### Goal of the exercise
Return each record word for word, keeping none of its pictures.

*** Opening Task input ***

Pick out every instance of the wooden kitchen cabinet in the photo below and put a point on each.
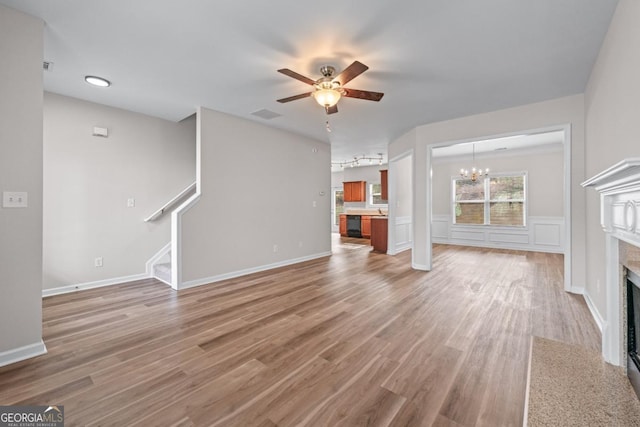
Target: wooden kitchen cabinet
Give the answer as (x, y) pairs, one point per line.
(365, 226)
(384, 186)
(354, 191)
(379, 234)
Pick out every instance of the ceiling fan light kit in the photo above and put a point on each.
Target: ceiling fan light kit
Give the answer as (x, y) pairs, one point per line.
(329, 89)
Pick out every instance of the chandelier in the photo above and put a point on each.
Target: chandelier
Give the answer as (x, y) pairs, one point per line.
(475, 173)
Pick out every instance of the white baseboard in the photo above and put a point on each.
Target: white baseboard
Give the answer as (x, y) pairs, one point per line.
(234, 274)
(594, 311)
(403, 247)
(92, 285)
(161, 280)
(22, 353)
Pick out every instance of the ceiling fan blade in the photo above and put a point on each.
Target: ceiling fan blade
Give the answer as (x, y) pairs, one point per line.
(363, 94)
(332, 110)
(288, 72)
(294, 97)
(351, 72)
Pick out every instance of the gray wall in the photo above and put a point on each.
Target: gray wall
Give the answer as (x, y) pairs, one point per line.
(21, 47)
(612, 107)
(568, 110)
(88, 180)
(545, 180)
(258, 187)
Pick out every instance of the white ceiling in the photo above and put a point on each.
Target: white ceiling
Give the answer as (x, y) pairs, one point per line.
(502, 146)
(433, 59)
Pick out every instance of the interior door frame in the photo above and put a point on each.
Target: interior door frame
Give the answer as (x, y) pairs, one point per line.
(566, 128)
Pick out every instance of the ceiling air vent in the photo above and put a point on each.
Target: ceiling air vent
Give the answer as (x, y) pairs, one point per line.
(266, 114)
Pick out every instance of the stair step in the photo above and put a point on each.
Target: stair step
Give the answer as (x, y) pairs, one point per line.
(163, 271)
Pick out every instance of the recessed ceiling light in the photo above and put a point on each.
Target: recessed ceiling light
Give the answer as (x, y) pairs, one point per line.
(97, 81)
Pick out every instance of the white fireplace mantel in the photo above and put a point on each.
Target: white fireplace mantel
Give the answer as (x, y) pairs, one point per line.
(619, 188)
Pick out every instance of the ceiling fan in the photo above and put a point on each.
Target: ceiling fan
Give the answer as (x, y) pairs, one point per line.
(329, 88)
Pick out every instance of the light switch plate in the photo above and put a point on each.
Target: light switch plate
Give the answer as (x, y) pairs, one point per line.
(14, 199)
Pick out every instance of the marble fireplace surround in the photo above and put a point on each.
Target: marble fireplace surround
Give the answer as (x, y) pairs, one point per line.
(619, 188)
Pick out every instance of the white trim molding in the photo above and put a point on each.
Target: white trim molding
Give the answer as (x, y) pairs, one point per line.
(22, 353)
(258, 269)
(542, 234)
(91, 285)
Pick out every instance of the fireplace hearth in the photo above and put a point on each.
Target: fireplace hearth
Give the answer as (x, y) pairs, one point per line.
(619, 188)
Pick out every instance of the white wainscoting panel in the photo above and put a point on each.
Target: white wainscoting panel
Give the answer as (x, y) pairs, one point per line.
(547, 234)
(542, 234)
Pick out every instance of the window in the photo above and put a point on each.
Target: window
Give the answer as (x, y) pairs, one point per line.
(496, 200)
(375, 195)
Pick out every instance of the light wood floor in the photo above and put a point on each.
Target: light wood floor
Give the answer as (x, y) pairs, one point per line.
(357, 338)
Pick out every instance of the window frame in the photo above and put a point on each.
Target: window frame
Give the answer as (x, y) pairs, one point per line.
(487, 200)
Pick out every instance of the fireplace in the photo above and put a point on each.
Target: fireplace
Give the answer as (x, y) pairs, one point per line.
(633, 330)
(619, 188)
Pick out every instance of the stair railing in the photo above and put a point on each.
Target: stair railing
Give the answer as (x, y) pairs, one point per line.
(167, 206)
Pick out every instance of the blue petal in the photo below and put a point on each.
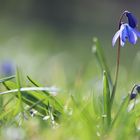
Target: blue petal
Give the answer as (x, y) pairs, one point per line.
(116, 36)
(136, 32)
(131, 19)
(124, 33)
(132, 37)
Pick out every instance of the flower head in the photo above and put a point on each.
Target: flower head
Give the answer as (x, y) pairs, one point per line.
(132, 21)
(126, 32)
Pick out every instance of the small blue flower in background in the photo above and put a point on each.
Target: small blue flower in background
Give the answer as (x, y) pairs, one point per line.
(126, 32)
(132, 21)
(7, 68)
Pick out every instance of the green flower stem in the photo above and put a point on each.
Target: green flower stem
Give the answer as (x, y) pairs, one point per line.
(117, 63)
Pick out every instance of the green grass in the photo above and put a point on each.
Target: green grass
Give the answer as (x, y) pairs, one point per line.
(81, 108)
(30, 111)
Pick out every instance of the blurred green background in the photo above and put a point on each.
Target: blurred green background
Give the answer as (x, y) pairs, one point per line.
(52, 39)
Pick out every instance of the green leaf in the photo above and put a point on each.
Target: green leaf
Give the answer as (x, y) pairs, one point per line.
(98, 51)
(106, 99)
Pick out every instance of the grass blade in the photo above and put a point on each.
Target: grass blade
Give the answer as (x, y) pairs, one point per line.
(101, 59)
(106, 99)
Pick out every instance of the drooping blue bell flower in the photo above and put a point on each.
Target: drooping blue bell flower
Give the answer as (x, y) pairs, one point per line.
(126, 32)
(132, 21)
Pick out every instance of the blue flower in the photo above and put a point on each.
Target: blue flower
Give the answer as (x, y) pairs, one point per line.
(126, 32)
(132, 21)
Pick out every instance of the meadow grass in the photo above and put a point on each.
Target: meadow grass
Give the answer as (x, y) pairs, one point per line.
(29, 110)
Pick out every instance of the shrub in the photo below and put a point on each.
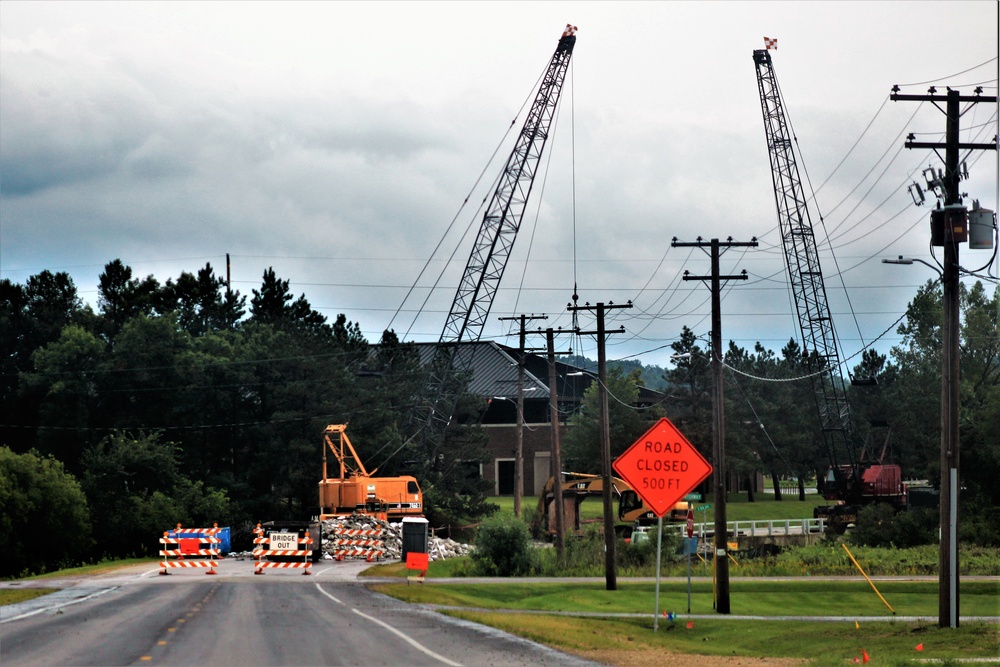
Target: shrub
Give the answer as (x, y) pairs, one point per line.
(881, 526)
(503, 548)
(45, 521)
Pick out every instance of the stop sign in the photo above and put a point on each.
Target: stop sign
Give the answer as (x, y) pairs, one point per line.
(662, 466)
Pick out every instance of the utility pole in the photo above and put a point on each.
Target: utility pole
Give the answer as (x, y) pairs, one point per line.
(949, 227)
(611, 579)
(519, 451)
(556, 456)
(718, 413)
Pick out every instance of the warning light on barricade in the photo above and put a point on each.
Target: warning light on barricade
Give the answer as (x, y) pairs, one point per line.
(195, 542)
(419, 562)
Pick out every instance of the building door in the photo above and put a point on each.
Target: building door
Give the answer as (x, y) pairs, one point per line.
(505, 477)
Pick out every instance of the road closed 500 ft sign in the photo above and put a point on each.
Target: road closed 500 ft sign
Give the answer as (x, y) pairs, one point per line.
(662, 466)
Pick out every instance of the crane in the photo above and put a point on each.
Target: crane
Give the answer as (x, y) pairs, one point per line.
(857, 481)
(474, 298)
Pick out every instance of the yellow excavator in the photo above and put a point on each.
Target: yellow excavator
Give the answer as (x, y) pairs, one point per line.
(577, 487)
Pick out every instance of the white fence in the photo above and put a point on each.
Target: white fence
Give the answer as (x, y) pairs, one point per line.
(762, 527)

*** Closing Task input ***

### Written reply
Pick out every instance of the wooden kitchen cabinet in the photo below and put a point on each.
Target: wooden kitchen cabinet
Give the answer as (x, y) pairs, one point per line.
(365, 226)
(384, 186)
(354, 191)
(379, 234)
Pick out every instance of the ceiling fan light kit in the photo above and put a point on each.
Target: ceiling fan light kit
Give the answer as (x, y) pairs, one point per line.
(329, 89)
Pick out every instance of the chandelier in the photo above and put a point on each.
Target: chandelier
Give the answer as (x, y) pairs, one point per line.
(475, 173)
Pick out every instance of the white baseboard in the photo above and put a point on each.
Target: white baseboard
Give the answer as (x, y) pairs, one point per line.
(234, 274)
(594, 311)
(403, 247)
(92, 285)
(161, 280)
(22, 353)
Pick out every instance of the ceiling fan blade in the photo above and put a point on each.
Target: ceiling fan blade
Give the answer as (x, y) pairs, one point per line.
(363, 94)
(332, 110)
(288, 72)
(294, 97)
(351, 72)
Pick out every instance of the gray wall in the photo above and put a point on each.
Target: gray wall
Give the answer as (x, y) pairs, one point per line.
(21, 47)
(612, 107)
(568, 110)
(88, 180)
(545, 180)
(258, 187)
Pick out every instance of the white ceiling in the photo above and put a point on each.
Target: white ceiling
Give the answer as (x, y) pairs, one point per line.
(502, 146)
(433, 59)
Pick out every instance of the interior door frame in the photo above and put a point on each.
Target: interior door frame
Give the answer as (x, y) pairs, one point per line.
(566, 128)
Pick out every instance of the ceiling air vent in the photo above and put a point on each.
Target: ceiling air vent
Give the answer as (x, y) pairs, one point per line.
(266, 114)
Pick out every instance of the stair step in the photo above and put a point on each.
Target: stair step
Give the answer as (x, y) pairs, one point per line.
(163, 271)
Pick out every instance of the recessed ceiling light in the photo above and put a point on each.
Target: recessed ceiling light
Give the answer as (x, y) pairs, one point per line.
(97, 81)
Pick out every instance of the white fireplace mantel in the photo above and put a point on each.
Target: white fireplace mantel
Give the answer as (x, y) pairs, one point per line.
(619, 188)
Pick out every instance of the ceiling fan in the photo above and put a point on each.
Target: ceiling fan
Give the answer as (x, y) pairs, one point per line.
(329, 88)
Pick out every instance of the light switch plate in the photo above and put a point on each.
Target: light switch plate
Give the answer as (x, y) pairs, one point per line.
(14, 199)
Pick out every instance of the marble fireplace surround in the photo above and put a point on each.
Target: marble fireplace surround
Give the answer as (x, y) pairs, one point per line.
(619, 188)
Pick out every instance of the white trim molding in the photo above and put a point on each.
Target: white trim molding
Give the answer as (x, y) pairs, one point per line.
(22, 353)
(258, 269)
(542, 234)
(91, 285)
Pick out every instance of the fireplace hearth in the photo above and put a point on each.
Target: fireplace hearth
Give the answer as (x, y) pairs, one point per line.
(619, 188)
Pick out every instance of the white wainscoting panel in the photo above and put a point on each.
Target: white wainscoting panel
Give the answer as (x, y) pairs, one point per line.
(547, 234)
(542, 234)
Pick out every instance of the window in the photo above and put a point on each.
Target: window
Give the answer as (x, y) pairs, one point per line.
(496, 200)
(375, 195)
Pick out every instance of the light wood floor in the photo above and put a point on each.
Target: light wood floor
Give the answer as (x, y) pairs, one point per line.
(357, 338)
Pick out every instance of the window frame in the photo above and put a point on each.
Target: window frame
Give the answer as (x, y) pairs, one point per line.
(487, 200)
Pick out every instance of the fireplace in the photo above and put a point on each.
Target: fireplace
Give the answer as (x, y) pairs, one point per line.
(633, 330)
(619, 188)
Pick out every instance of the stair railing in the photo above and put a point on each.
Target: stair railing
Give the answer as (x, y) pairs, one point per line.
(167, 206)
Pick out every instance of the blue petal in the photo below and put a point on each.
Target: blue petal
Give the answer as (x, y) pairs, one point per line.
(116, 36)
(136, 32)
(131, 19)
(124, 33)
(132, 37)
Pick out every instance of the flower head in the photo above and put a point on each.
Target: flower head
Give the answer as (x, y) pairs, one point per line.
(132, 21)
(126, 32)
Pick out every instance of the small blue flower in background in the photo above and put a point on each.
Target: small blue flower in background
Give the answer as (x, y) pairs, one point per line.
(126, 32)
(132, 21)
(7, 68)
Pick out every instance of the green flower stem in the photo above and put a point on each.
Target: green flower stem
Give the answer as (x, y) pairs, one point per line.
(117, 63)
Pick out every instance of the green grass in the photo above and put a point on each.
Target: green grass
Give the answer as (x, y) pairs, one point per line.
(81, 108)
(30, 111)
Pick out every instance of the blurred green background in the photo above and put a point on each.
Target: blurred green background
Give the answer as (x, y) pairs, one point per line.
(52, 39)
Pick out every instance of the green leaf in the photo above and put a point on each.
Target: green leaf
Give the answer as (x, y) pairs, one point per line.
(98, 51)
(106, 99)
Pick out every instance of the grass blade in the photo above and put a point on each.
Target: grass blade
Give the answer as (x, y) pairs, one point per line.
(101, 59)
(106, 99)
Pick out every instance of the drooping blue bell flower in the photo above and put a point on each.
Target: drooping blue bell flower
Give the answer as (x, y) pairs, one point per line.
(126, 32)
(132, 21)
Pick out every instance of the blue flower in the photo above and put a point on each.
Target: blue flower
Give the answer as (x, y) pairs, one point per line.
(126, 32)
(132, 21)
Pick out every instance of the meadow grass in the photo above and put a point on each.
Target: meadow grass
Give the answer as (x, y) pairs, one point per line.
(29, 110)
Pick out every instance of the shrub in the photo below and put a point on each.
Target: shrub
Give the answer as (x, y) pairs, one point per line.
(881, 526)
(503, 548)
(45, 521)
Pick out every instance of the stop sign in the photo above and put a point on each.
Target: stop sign
Give the answer as (x, y) pairs, one point per line.
(662, 466)
Pick out every instance of the utility pole in the photo above and put a point on each.
Target: utility pole
Give the answer as (x, y) pairs, one point per line.
(949, 227)
(611, 579)
(519, 451)
(556, 456)
(718, 413)
Pick out every instance of the warning light on barricade in the photo above and put a point on each.
Target: warning light on barricade
Give the answer as (x, y) pairs, one point per line.
(195, 542)
(419, 562)
Pick out every instance of the building door in the photo above and put a point on each.
Target: building door
Give the answer as (x, y) pairs, one point per line.
(505, 477)
Pick out every instance of the road closed 500 ft sign in the photo above and put a point on each.
Target: road closed 500 ft sign
Give the answer as (x, y) pairs, one point per line.
(662, 466)
Pick out every instance of the crane in the photo above and put a point on each.
Target: crane
Give the answer as (x, y) pairs, one point per line.
(857, 481)
(474, 298)
Pick out every instance of the yellow excavator in the photo above and put a point on each.
Target: yellow excavator
Give the answer as (x, y) pairs, one point per line.
(577, 487)
Pick out every instance of the white fence in the photo above and put a point on each.
Target: white fence
Give the answer as (x, y) pairs, one point per line.
(762, 527)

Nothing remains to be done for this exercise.